● GIVEN RECORDS:
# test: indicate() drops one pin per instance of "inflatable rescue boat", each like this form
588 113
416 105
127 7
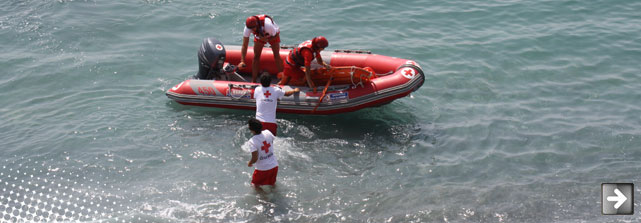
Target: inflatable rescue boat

● EXERCISE:
Make an exact copy of the listing, with no images in it.

● RESPONSE TO THE TASK:
# test: indicate() drops one pin per instance of "inflatable rescue boat", each like this form
588 113
416 105
127 7
Target: inflatable rescue boat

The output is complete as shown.